## Data shown
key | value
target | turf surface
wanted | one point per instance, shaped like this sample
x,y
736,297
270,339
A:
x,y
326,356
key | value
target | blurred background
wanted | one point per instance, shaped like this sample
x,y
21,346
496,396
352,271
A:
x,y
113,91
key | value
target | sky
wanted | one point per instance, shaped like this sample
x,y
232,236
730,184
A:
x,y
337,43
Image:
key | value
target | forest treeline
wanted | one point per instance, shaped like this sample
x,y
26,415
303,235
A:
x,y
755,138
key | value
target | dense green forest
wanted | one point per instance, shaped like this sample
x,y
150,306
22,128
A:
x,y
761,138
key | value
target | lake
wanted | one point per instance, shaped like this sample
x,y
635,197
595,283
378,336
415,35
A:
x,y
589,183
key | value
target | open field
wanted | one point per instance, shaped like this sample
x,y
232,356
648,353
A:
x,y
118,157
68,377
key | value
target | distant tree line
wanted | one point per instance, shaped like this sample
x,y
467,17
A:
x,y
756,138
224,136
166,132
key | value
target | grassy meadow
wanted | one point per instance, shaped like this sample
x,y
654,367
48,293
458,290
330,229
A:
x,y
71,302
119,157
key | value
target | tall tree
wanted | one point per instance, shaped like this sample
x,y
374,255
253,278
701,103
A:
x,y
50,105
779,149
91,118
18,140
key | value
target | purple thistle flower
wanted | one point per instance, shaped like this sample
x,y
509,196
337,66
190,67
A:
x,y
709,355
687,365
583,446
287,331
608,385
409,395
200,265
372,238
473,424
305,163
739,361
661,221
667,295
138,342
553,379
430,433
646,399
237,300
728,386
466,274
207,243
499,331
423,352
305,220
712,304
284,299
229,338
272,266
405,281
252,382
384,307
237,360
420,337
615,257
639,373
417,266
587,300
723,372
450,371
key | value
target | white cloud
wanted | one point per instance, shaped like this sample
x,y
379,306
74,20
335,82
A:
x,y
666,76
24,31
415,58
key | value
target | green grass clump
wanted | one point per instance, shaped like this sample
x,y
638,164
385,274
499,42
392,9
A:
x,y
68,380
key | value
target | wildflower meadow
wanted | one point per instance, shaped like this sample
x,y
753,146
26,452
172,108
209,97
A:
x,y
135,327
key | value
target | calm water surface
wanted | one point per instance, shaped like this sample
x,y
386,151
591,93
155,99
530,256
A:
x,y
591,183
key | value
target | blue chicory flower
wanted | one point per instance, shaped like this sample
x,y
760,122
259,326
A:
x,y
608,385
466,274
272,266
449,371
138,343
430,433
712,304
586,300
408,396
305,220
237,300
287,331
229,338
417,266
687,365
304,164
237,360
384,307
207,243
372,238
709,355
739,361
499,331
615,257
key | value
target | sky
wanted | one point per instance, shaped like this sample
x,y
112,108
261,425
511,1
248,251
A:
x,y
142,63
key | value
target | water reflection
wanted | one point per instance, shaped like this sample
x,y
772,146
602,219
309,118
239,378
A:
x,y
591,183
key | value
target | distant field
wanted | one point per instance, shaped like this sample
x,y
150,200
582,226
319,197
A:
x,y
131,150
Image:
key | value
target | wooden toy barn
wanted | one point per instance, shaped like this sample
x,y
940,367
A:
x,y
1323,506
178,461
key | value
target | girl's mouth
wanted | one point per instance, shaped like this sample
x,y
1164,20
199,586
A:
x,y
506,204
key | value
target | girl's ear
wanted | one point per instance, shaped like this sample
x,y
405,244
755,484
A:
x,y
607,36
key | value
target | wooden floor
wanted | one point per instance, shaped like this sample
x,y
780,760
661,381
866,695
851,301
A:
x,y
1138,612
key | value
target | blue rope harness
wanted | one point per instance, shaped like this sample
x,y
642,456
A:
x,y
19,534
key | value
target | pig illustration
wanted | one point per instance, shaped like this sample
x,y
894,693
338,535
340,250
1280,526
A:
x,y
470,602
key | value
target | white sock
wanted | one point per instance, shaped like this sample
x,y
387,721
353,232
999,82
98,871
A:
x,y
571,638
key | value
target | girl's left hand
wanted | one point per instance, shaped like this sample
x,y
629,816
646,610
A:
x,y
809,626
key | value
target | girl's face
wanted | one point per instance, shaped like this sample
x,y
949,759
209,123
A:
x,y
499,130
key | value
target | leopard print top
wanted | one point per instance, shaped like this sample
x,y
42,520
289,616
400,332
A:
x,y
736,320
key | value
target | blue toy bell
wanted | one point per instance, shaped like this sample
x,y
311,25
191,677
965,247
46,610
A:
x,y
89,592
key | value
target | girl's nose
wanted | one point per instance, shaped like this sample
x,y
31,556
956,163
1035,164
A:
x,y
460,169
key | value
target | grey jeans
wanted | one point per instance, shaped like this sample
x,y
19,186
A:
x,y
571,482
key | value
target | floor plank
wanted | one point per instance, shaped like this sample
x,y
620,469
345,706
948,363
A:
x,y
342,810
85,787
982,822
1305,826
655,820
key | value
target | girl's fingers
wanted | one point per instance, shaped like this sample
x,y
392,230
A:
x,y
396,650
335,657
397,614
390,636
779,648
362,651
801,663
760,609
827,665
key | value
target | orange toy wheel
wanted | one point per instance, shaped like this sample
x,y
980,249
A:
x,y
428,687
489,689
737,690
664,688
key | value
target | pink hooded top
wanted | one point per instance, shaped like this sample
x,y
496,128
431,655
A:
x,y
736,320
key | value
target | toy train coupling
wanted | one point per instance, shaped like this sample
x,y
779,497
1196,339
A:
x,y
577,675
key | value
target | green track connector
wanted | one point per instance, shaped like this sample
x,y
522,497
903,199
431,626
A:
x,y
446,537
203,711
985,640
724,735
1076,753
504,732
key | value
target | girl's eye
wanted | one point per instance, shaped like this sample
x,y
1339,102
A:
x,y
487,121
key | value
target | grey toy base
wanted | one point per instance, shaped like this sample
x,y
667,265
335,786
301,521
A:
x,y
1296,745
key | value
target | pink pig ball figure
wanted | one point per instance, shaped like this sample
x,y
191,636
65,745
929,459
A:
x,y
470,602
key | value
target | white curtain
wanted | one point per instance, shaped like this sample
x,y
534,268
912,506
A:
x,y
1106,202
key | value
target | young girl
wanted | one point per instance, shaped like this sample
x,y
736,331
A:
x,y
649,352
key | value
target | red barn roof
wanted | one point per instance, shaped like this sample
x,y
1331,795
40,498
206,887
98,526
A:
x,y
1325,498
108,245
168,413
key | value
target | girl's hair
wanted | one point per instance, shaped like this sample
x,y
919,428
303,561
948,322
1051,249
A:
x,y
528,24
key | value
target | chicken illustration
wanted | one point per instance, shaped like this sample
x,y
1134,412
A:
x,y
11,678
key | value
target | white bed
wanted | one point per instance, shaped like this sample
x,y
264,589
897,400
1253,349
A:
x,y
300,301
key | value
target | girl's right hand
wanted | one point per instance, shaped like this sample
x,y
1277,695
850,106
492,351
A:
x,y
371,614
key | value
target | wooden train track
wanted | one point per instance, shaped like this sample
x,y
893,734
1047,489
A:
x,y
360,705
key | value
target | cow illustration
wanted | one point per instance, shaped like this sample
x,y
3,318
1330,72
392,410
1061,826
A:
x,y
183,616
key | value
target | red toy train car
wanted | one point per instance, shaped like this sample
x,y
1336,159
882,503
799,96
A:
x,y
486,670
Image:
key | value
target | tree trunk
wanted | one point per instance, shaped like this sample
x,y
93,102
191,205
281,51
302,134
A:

## Work instructions
Restate every entry exactly. Leave nothing out.

## Exercise response
key | value
target | turf surface
wanted | one point per instance, shaped like this sample
x,y
736,297
270,339
A:
x,y
326,356
key | value
target | blurred background
wanted | one point per instance, shaped like this sample
x,y
21,346
496,396
352,271
A:
x,y
113,91
key | value
target | sky
wanted | one point per instance, shaped like this sample
x,y
232,236
730,184
A:
x,y
337,43
Image:
key | value
target | forest treeline
wanted | one point per instance, shaped like this sample
x,y
26,415
303,235
A:
x,y
755,138
key | value
target | dense green forest
wanted | one point per instance, shaped like this sample
x,y
150,306
22,128
A:
x,y
761,138
key | value
target | lake
wanted | one point per instance, shaped like this sample
x,y
635,197
595,283
378,336
415,35
A:
x,y
589,183
key | value
target | open field
wanted | one point per instance, shaped like this sample
x,y
232,356
648,353
A:
x,y
118,157
68,377
key | value
target | distant tree line
wanted | one point per instance, shaped like this sample
x,y
467,17
A:
x,y
756,138
224,136
166,132
key | value
target | grassy meadow
wanted | one point per instance, shaped like this sample
x,y
654,367
48,293
458,290
330,229
A:
x,y
71,302
119,157
key | value
target | tall tree
wanted | one point per instance, shaped like this sample
x,y
374,255
253,278
701,103
A:
x,y
50,105
779,149
91,118
18,140
key | value
target | purple thistle flower
wanted | one point per instance, shaped like this sample
x,y
509,196
337,66
190,67
A:
x,y
709,355
687,365
583,446
287,331
608,385
409,395
200,265
372,238
473,424
305,163
739,361
661,221
667,295
138,342
553,379
430,433
646,399
237,300
728,386
466,274
207,243
499,331
423,352
305,220
712,304
284,299
229,338
272,266
405,281
252,382
384,307
237,360
420,337
615,257
639,373
417,266
587,300
723,372
450,371
key | value
target | white cloud
wanted | one point per instance, shaped like this sample
x,y
379,306
74,20
335,82
A:
x,y
666,76
24,31
415,58
key | value
target | green grass clump
wanted | one point per instance, shaped like this sample
x,y
638,164
385,274
499,42
392,9
A:
x,y
68,380
key | value
target | wildflower meadow
wanted | one point per instance, shaped like this sample
x,y
753,146
26,452
172,108
209,97
A:
x,y
135,327
key | value
target | calm water surface
wanted | one point per instance, shaped like this sample
x,y
386,151
591,93
155,99
530,256
A:
x,y
591,183
key | value
target | blue chicory flower
wanted | one point per instance, shaped like this sample
x,y
760,122
259,326
A:
x,y
608,385
466,274
272,266
449,371
138,343
430,433
712,304
586,300
408,396
305,220
237,300
287,331
229,338
417,266
687,365
304,164
237,360
384,307
207,243
372,238
709,355
739,361
499,331
615,257
key | value
target | sky
wanted | one point per instance, shaped like this sample
x,y
112,108
261,425
511,1
248,251
A:
x,y
142,63
key | value
target | water reflection
wanted | one point per instance, shaped like this sample
x,y
772,146
602,219
309,118
239,378
A:
x,y
591,183
key | value
target | distant field
wanted | one point per instance, shaped like this sample
x,y
150,200
582,226
319,197
A:
x,y
131,150
Image:
key | value
target | wooden toy barn
wanted | one point per instance, shaped like this sample
x,y
940,367
A:
x,y
1323,506
178,461
key | value
target | girl's mouth
wanted | one point per instance, shaped like this sample
x,y
1164,20
199,586
A:
x,y
506,204
key | value
target | girl's ear
wanted | one point per instance, shaped like this sample
x,y
405,244
755,484
A:
x,y
607,36
key | value
target | wooden floor
wanted | one point per instance, shaped like this sample
x,y
780,760
661,381
866,695
851,301
A:
x,y
1138,612
key | value
target | blue rope harness
wanted | one point per instance, shaped like this sample
x,y
642,456
A:
x,y
19,534
key | value
target | pig illustration
wanted | one point per instance, shaped like this sample
x,y
894,693
338,535
340,250
1280,526
A:
x,y
470,602
key | value
target | white sock
wanted | one point per instance, shaped like this sample
x,y
387,721
353,232
999,82
98,871
A:
x,y
571,638
key | value
target | girl's left hand
wanted | one point per instance, shaped like this sample
x,y
629,816
646,610
A:
x,y
809,626
key | value
target | girl's face
wanted | one point per instance, shaped like this sample
x,y
949,759
209,123
A:
x,y
499,130
key | value
target | leopard print top
wanted | one point per instance, shaped like this sample
x,y
42,520
289,616
400,332
A:
x,y
736,320
key | value
target | blue toy bell
wanted | one point per instance, shaped like this sample
x,y
311,25
191,677
965,247
46,610
A:
x,y
89,592
key | value
target | girl's nose
wanted | one point per instance, shaped like this sample
x,y
31,556
956,163
1035,164
A:
x,y
460,169
key | value
target | grey jeans
wanted | one point per instance, shaped like this sample
x,y
19,186
A:
x,y
571,482
key | value
target | floor plank
wanted | one point per instance, shaped like this sample
x,y
620,469
345,706
948,363
A:
x,y
342,810
85,787
982,822
1305,826
655,820
key | value
target | girl's fingers
wanted | one point per instance, shaped like this sample
x,y
392,230
A:
x,y
396,650
335,657
397,614
390,636
779,648
362,651
801,663
760,609
827,665
key | value
target | orange toy wheel
wanted | one point per instance, shaped like this sample
x,y
980,249
A:
x,y
428,687
489,689
737,690
664,688
key | value
target | pink hooded top
wanted | one point per instance, shaped like this sample
x,y
496,128
431,655
A:
x,y
736,320
key | value
target | toy train coupling
wanted | one point per instance, shaped like this sample
x,y
779,497
1196,339
A:
x,y
577,675
key | value
target | green track connector
wanted | one point per instance, shaped like this sample
x,y
522,497
903,199
431,626
A:
x,y
446,537
203,711
985,640
724,735
1076,753
504,732
key | value
target | girl's eye
wanted | one point per instance, shaped like this sample
x,y
1339,102
A:
x,y
487,121
key | value
target | grey toy base
wanted | one point per instance, shaped like this sample
x,y
667,265
335,786
301,521
A:
x,y
1296,745
key | value
target | pink pig ball figure
wanted | one point per instance, shaped like this sample
x,y
191,636
65,745
929,459
A:
x,y
470,602
key | value
target | white curtain
wanted | one point per instance, shaped like this sample
x,y
534,268
912,506
A:
x,y
1106,202
key | value
target | young girl
wanted | one point per instance, shaped like this sample
x,y
736,331
A:
x,y
649,352
key | value
target | red barn roof
wanted | one point per instance, shaped like this sample
x,y
1331,795
40,498
206,887
98,526
A:
x,y
1325,498
108,245
168,413
key | value
target | girl's hair
wanted | one point per instance, shaped like this sample
x,y
919,428
303,561
948,322
1051,249
A:
x,y
528,24
key | value
target | chicken illustration
wanted | one point per instance, shaped like this sample
x,y
1134,412
A:
x,y
11,678
key | value
target | white bed
wanted | one point per instance, shaped like this sample
x,y
264,589
897,400
1253,349
A:
x,y
300,301
key | value
target | girl's right hand
wanted | one point per instance, shaped like this sample
x,y
1277,695
850,106
492,351
A:
x,y
371,614
key | value
target | wooden train track
wanted | one point per instance, shaped like this sample
x,y
893,734
1047,489
A:
x,y
360,705
key | value
target | cow illustration
wanted | one point per instance, shaped like this sample
x,y
3,318
1330,72
392,410
1061,826
A:
x,y
183,616
key | value
target | red toy train car
wanted | one point per instance, shaped like this sample
x,y
1336,159
882,503
799,96
A:
x,y
486,670
Image:
key | value
target | tree trunk
wanted | one point per instance, shaped like this sample
x,y
93,102
191,205
281,51
302,134
A:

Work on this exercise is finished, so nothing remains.